§ **Reading text**
+++
By Lucy Raitano
LONDON (Reuters) – Inflation will have the biggest impact on global markets in 2022, traders said, while liquidity was the top daily trading challenge for a sixth year, according to an annual survey of institutional trading clients by JPMorgan published on Wednesday.
About 48% of 718 institutional trading clients surveyed at the end of November 2021 highlighted inflation as this year’s biggest market mover, displacing the global pandemic, which topped last year’s list.
Market expectations of impending interest rate hikes have been rising since late last year, and hopes that the trend would be transitory have receded in recent weeks as major countries have struggled with soaring inflation readings.
Economic dislocation and the pandemic were the next factors seen as having the biggest impact, each polling at 13%.
“The expectation is that this focus and concern will likely lead to more market activity and volatility given that inflation has not been a theme for over a decade,” said Scott Wacker, head of FICC e-Commerce sales at J.P. Morgan, “This will continue to reinforce the importance of liquidity and consistency of pricing which continues to play into the hands of electronic trading.”
+++
§ **Required work**
1. In the article on the JPMorgan trading survey, what share of the surveyed clients named inflation as this year's biggest market mover?
2. Resume the article on the JPMorgan trading survey after its last sentence.
+++
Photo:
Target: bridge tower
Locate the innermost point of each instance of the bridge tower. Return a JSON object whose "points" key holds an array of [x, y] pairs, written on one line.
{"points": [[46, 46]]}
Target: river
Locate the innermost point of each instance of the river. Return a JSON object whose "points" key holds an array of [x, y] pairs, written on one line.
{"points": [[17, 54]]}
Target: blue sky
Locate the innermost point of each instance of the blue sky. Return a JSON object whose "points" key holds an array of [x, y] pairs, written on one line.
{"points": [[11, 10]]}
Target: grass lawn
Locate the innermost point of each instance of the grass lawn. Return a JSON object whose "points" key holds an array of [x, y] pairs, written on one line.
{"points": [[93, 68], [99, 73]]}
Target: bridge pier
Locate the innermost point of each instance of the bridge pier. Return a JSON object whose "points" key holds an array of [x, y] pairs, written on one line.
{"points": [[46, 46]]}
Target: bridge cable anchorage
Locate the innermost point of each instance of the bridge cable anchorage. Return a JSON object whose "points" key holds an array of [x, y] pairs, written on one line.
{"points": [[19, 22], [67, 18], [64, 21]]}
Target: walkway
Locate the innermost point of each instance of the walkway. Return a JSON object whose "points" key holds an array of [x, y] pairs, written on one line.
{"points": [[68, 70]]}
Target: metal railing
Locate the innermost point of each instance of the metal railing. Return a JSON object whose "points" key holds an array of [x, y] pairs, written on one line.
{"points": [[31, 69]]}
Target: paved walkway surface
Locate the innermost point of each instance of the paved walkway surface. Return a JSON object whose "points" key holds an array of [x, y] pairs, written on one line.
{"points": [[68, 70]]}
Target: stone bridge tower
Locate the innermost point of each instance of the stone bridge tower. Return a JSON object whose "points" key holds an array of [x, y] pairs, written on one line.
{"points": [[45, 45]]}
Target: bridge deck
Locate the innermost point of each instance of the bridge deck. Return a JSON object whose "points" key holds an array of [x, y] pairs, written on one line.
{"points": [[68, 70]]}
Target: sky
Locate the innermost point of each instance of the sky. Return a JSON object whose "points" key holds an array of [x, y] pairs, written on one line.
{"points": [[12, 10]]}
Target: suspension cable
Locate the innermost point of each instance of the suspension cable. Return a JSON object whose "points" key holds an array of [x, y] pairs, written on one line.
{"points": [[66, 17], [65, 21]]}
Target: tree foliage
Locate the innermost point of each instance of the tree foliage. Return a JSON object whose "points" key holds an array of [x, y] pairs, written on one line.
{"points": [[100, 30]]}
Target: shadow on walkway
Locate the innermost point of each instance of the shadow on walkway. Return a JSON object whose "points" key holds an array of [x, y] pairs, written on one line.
+++
§ **Answers given**
1. About 48% of the 718 institutional trading clients surveyed.

2.
Trading through electronic channels has risen in recent years and traders across all asset classes expect this upward trend to continue for the next two years, the survey found.
“We’ve had two years of pretty unusual circumstances with the pandemic – a lot of clients moved away from the office and to the home environments during a very volatile market environment, it was the perfect storm for increasing electronic trading,” JP Morgan’s Wacker said.
Mobile trading applications were seen as the main influence shaping markets in the next year, selected by 29% of traders.
Notably, artificial intelligence and machine learning are soon expected to overtake mobile tech as the main influencers, partly because many traders expect to have mobile tech in place by then, JP Morgan’s Wacker said.
Nearly half of those surveyed said artificial and machine learning will be the most influential factor shaping the future of trading in three years, followed by blockchain with 24% of the vote.
Currency markets beat their fixed income counterparts in terms of proportion of trading through e-channels, which stood at 69%, according to the survey. FX traders expect this to jump to 85% by 2023.
Rates and credit traders expect increases of 17% in the proportion of trading executed through e-trading channels.
“Credit is a new frontier market for algo trading, a lot of the new technology that is emerging is in credit,” said Wacker, adding that JP Morgan is trading some corporate bonds using algos across the US, EMEA and EM.
Algo trading or algorithmic trading refers to the business of using fast-paced computing software to trade markets. They have become a powerful tool in volatile markets in recent years.